═══ Data for this exercise ═══

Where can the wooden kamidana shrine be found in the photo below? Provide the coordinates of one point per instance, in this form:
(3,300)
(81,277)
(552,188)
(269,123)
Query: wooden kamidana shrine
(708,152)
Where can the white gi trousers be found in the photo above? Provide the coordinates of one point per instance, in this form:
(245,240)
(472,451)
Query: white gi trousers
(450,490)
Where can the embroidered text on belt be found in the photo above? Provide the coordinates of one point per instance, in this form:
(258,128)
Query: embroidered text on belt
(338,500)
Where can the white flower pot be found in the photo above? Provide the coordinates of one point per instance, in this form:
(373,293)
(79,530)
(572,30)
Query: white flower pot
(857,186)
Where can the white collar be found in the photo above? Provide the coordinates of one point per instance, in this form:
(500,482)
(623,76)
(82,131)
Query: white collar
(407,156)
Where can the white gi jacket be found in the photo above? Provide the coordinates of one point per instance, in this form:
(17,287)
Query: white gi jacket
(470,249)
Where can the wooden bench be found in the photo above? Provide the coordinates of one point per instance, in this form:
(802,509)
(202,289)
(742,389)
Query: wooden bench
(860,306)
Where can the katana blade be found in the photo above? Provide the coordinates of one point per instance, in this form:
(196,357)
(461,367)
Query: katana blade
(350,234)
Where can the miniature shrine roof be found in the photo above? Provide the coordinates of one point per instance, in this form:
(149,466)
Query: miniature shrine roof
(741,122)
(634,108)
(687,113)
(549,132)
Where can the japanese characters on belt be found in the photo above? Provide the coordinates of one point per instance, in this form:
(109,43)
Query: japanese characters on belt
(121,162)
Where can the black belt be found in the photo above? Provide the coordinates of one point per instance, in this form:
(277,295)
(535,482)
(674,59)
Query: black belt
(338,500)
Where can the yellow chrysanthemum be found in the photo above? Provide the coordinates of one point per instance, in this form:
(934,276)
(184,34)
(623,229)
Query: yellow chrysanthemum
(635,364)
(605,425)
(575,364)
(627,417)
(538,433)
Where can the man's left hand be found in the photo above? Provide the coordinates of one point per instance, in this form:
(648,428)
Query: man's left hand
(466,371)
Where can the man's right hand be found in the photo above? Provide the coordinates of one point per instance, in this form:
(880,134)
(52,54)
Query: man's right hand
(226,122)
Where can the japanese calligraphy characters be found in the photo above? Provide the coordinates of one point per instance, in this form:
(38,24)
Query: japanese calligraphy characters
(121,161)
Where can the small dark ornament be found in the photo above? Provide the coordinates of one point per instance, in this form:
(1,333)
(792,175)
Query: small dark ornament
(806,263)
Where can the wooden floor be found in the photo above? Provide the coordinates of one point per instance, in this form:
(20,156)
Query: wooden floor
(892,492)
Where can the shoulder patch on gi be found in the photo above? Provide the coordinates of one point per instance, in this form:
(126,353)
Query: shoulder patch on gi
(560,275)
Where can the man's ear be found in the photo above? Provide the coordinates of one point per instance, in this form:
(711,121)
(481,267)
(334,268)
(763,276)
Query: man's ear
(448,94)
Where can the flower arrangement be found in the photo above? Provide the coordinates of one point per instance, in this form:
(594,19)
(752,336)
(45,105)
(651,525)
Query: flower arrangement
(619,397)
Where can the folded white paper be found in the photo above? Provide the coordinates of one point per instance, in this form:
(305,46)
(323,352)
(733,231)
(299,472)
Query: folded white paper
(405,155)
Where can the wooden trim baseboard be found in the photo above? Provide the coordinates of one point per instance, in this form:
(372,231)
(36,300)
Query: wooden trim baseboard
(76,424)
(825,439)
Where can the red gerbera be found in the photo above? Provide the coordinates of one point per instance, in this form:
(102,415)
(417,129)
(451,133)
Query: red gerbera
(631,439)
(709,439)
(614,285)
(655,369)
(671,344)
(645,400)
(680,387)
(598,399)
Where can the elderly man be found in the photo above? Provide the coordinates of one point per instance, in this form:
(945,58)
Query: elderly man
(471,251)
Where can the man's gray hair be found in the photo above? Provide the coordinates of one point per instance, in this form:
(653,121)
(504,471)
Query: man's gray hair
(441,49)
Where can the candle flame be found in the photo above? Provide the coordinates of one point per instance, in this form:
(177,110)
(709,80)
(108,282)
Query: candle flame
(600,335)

═══

Write the data from above out again, exactly.

Where can the wooden kamidana shrine be found in the photo below? Provide the coordinates of one point per instance, in this form:
(3,300)
(81,277)
(552,188)
(269,123)
Query: wooden kamidana shrine
(708,152)
Where can the white gi trousers be found in the photo above? Provide the coordinates of one point per instance, in this form:
(245,240)
(472,451)
Query: white gi trousers
(450,490)
Where can the embroidered text on belt be found in the photo above? Provide the coordinates of one point per instance, in this form:
(258,128)
Query: embroidered text on belt
(338,500)
Where can the white flower pot be found in the photo above? Provide the coordinates of one point per instance, in this form:
(373,293)
(79,530)
(572,30)
Query: white flower pot
(857,186)
Where can the white collar be found in the photo above? Provide the coordinates of one point per instance, in this form:
(500,482)
(623,76)
(82,131)
Query: white collar
(407,156)
Where can the white gi jacket be found in the photo above? Provide the coordinates of one point per instance, in this form:
(17,287)
Query: white gi jacket
(470,249)
Where can the wooden bench be found in the photo above? Provide the coordinates of one point per instance, in this form:
(802,509)
(202,289)
(742,389)
Query: wooden bench
(860,306)
Where can the katana blade be found in the photo above? Provide the coordinates of one point per instance, in this form:
(196,357)
(461,367)
Query: katana blade
(350,234)
Where can the miniature shrine roof be found in the photo above? Provide the coordinates of one point per instance, in this form:
(149,466)
Query: miniature shrine roof
(741,122)
(634,108)
(687,113)
(549,132)
Where can the japanese characters on belt be found in the photo above? Provide the coordinates of one point per instance, in this form:
(109,43)
Query: japanese characters on belt
(121,162)
Where can the black belt be found in the photo above? Provide the coordinates of one point per instance, in this form:
(277,295)
(535,482)
(674,59)
Query: black belt
(338,500)
Where can the yellow chrysanthemum be found in the photo above? Provide the coordinates of one point per instance, in this form:
(934,276)
(184,34)
(623,229)
Query: yellow chrysanthemum
(635,364)
(605,425)
(575,364)
(627,417)
(538,433)
Where can the man's left hand be found in the photo above? Provide the coordinates of one point per instance, in this form:
(648,428)
Query: man's left hand
(466,371)
Where can the man's right hand be found in the photo above? Provide the coordinates of one point per instance, in this form:
(880,134)
(52,54)
Query: man's right hand
(226,122)
Where can the japanese calligraphy characters be found in the photo above? Provide the coordinates of one point per instance, in this form:
(38,24)
Query: japanese calligraphy characters
(121,161)
Where can the small dark ornament be found in the photo above? Provide the coordinates of one point per instance, in this form:
(1,333)
(792,175)
Query: small dark ornament
(806,263)
Where can the wooden floor be found in the photo above? Provide the coordinates of one point per instance, in this form:
(20,156)
Query: wooden floor
(892,492)
Where can the shoulder patch on gi be found in the photo above? Provide the coordinates of one point per instance, in this form:
(126,353)
Query: shoulder patch on gi
(560,275)
Where can the man's ear be found in the photo above? Provide the coordinates of one point per instance, in this form:
(711,121)
(481,267)
(334,268)
(763,276)
Query: man's ear
(448,94)
Where can the flower arrangement be found in the photo above? Provide the coordinates of one point per instance, in this form:
(594,19)
(752,336)
(45,105)
(651,525)
Query: flower arrangement
(619,397)
Where can the folded white paper be found in the photo above? Provide the coordinates of one point per instance, in this form:
(305,46)
(323,352)
(733,231)
(299,472)
Query: folded white paper
(405,155)
Where can the wooden trim baseboard be found in the photo above? Provide the coordinates of one point per instance, in this form:
(372,231)
(36,300)
Query: wooden trim baseboard
(76,424)
(825,439)
Where can the red gerbera be found in the photo above? Provide the coordinates of one point per instance, in this form:
(102,415)
(417,129)
(451,133)
Query: red gerbera
(631,439)
(709,439)
(614,285)
(655,369)
(671,344)
(645,400)
(680,387)
(598,399)
Where can the elderly man be found in the photo above? Provide the coordinates of one point per instance, in this form:
(945,58)
Query: elderly man
(471,251)
Where can the man's gray hair be found in the photo above? Provide the coordinates of one point per instance, in this form:
(653,121)
(504,471)
Query: man's gray hair
(441,49)
Where can the candle flame be found in the photo above? Provide the coordinates of one point per instance, in this form:
(177,110)
(709,80)
(108,282)
Query: candle flame
(600,335)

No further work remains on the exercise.